En realidad yo preferiría que las 24 horas de cada día fuesen fundamentalmente algo desconcertante, que se nos instale una cara bien torcida por algún buen rato, y luego otra vez, y así hasta reafirmar bien nuestros rasgos más fundamentales.
Pero aún allí habría que preparar un cronograma, digo, de aquellas horas inconcebibles pero planificando todo para que luego lo sorprendente no decaiga en abismos de rutina. O al menos llegar al equilibrio ese de que torcer el gesto tenga cierto significado, algo de magia, no sé, que se note –y esto ya es razonar– al menos que algo dentro se te ha estropeado.
Si no nos hacemos mucho los pendejos, sabemos que esto es imposible. Controlar el azar sería el mayor de los poderes sobrehumanos, me refiero, claro, a lo conocido del circunstancial, al gato de Schrödinger, no al de colocar todo en un orden meditado para que sea acontecimiento y en medida un supuesto pre-sabido. Allí, allí mismo perderíamos el gesto, y la vocación de enfermarnos.
Aunque cierto ya es que se nos tuerce la cara a cada rato. Acá convendría mencionar los diarios, los telenoticieros, un vecino violador, los engaños de una pareja, las noticias en el Facebook, un marero adolescente, el asesino serial y maestro de preprimaria, pero no quiero vulgarizar… (Ese lugar común…)

- [Problema a resolver]: ¿Puedes devolver el texto seleccionado completo, palabra por palabra y sin ningún cambio?

- [Información proporcionada]:

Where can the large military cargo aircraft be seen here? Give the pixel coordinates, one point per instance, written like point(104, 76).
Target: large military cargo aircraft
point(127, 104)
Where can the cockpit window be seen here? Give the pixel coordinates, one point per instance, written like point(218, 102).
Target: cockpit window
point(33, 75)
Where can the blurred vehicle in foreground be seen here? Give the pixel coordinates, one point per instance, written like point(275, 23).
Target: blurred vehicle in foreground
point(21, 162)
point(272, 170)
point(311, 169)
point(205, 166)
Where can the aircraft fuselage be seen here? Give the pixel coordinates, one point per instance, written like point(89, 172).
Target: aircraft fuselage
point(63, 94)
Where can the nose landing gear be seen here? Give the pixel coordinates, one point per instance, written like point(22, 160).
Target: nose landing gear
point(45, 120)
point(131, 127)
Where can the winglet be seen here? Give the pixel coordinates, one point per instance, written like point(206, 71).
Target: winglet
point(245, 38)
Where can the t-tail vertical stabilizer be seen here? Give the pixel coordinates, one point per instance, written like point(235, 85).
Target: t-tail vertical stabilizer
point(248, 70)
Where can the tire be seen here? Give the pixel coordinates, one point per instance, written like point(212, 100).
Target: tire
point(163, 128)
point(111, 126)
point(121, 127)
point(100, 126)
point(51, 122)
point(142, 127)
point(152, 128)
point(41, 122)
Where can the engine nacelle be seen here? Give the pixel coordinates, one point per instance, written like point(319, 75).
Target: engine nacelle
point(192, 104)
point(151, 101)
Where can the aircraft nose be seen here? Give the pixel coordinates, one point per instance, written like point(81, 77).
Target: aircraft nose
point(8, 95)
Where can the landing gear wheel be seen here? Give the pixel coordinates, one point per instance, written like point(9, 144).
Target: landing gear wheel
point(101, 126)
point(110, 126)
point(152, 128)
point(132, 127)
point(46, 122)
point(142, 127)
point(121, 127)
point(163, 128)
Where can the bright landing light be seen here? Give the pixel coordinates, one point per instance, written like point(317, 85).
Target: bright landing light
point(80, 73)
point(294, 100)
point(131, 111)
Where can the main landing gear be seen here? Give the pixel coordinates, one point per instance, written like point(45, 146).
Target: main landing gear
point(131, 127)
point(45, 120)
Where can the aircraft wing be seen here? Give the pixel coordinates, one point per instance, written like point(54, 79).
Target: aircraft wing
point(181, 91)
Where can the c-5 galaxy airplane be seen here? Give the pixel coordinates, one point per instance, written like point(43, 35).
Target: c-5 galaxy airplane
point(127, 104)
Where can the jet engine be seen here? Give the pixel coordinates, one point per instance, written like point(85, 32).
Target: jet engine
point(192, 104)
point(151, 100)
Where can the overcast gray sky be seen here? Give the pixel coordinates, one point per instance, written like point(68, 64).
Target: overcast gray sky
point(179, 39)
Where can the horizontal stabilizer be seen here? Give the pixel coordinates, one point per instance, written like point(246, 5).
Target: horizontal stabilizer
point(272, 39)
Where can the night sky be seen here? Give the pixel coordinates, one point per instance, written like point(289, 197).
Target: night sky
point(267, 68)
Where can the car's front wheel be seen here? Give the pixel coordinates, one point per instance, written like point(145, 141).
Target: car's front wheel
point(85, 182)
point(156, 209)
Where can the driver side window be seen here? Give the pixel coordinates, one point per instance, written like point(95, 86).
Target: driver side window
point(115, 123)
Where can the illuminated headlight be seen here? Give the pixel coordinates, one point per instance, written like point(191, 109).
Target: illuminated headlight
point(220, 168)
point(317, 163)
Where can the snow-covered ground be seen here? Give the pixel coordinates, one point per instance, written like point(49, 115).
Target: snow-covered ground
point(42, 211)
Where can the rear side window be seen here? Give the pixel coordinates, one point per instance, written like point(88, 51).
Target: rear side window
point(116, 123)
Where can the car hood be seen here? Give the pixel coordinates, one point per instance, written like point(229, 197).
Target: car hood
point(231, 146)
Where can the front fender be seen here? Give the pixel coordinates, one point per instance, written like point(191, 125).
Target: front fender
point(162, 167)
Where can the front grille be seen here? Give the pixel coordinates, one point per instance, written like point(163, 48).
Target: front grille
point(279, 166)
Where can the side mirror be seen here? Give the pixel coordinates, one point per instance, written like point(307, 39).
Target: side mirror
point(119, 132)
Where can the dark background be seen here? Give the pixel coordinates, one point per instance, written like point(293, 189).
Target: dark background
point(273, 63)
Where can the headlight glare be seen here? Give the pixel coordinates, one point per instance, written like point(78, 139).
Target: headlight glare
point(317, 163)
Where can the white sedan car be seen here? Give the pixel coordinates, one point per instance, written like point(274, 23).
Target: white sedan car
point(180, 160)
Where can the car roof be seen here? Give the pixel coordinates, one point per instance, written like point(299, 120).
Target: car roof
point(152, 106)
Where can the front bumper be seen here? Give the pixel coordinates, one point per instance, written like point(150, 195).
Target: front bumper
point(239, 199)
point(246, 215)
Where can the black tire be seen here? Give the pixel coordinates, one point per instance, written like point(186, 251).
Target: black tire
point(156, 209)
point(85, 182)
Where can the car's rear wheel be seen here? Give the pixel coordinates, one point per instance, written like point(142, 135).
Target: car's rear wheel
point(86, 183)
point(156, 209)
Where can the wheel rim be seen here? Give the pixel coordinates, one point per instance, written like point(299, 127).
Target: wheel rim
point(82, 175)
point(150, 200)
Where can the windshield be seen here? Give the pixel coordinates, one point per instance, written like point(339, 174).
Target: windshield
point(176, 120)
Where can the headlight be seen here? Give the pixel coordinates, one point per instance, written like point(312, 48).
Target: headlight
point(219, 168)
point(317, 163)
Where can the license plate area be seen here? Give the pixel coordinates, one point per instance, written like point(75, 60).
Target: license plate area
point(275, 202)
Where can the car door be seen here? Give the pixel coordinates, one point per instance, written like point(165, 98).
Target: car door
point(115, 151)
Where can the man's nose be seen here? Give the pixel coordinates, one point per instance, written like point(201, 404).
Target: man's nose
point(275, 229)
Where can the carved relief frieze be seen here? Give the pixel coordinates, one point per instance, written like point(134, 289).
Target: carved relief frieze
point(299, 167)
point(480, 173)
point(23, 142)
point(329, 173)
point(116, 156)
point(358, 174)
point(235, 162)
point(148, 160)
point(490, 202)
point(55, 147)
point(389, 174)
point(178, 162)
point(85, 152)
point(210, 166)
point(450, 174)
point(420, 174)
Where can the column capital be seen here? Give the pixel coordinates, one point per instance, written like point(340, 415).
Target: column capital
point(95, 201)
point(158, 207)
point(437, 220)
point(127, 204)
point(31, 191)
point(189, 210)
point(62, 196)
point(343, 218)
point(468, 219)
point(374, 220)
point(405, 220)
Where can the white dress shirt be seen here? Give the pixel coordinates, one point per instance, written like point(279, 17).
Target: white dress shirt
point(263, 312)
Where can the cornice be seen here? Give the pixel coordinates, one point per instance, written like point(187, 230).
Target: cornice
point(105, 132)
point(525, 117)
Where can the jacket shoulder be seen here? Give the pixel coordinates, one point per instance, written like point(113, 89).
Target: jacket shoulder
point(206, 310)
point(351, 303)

- [Resultado esperado]:
En realidad yo preferiría que las 24 horas de cada día fuesen fundamentalmente algo desconcertante, que se nos instale una cara bien torcida por algún buen rato, y luego otra vez, y así hasta reafirmar bien nuestros rasgos más fundamentales.
Pero aún allí habría que preparar un cronograma, digo, de aquellas horas inconcebibles pero planificando todo para que luego lo sorprendente no decaiga en abismos de rutina. O al menos llegar al equilibrio ese de que torcer el gesto tenga cierto significado, algo de magia, no sé, que se note –y esto ya es razonar– al menos que algo dentro se te ha estropeado.
Si no nos hacemos mucho los pendejos, sabemos que esto es imposible. Controlar el azar sería el mayor de los poderes sobrehumanos, me refiero, claro, a lo conocido del circunstancial, al gato de Schrödinger, no al de colocar todo en un orden meditado para que sea acontecimiento y en medida un supuesto pre-sabido. Allí, allí mismo perderíamos el gesto, y la vocación de enfermarnos.
Aunque cierto ya es que se nos tuerce la cara a cada rato. Acá convendría mencionar los diarios, los telenoticieros, un vecino violador, los engaños de una pareja, las noticias en el Facebook, un marero adolescente, el asesino serial y maestro de preprimaria, pero no quiero vulgarizar… (Ese lugar común…)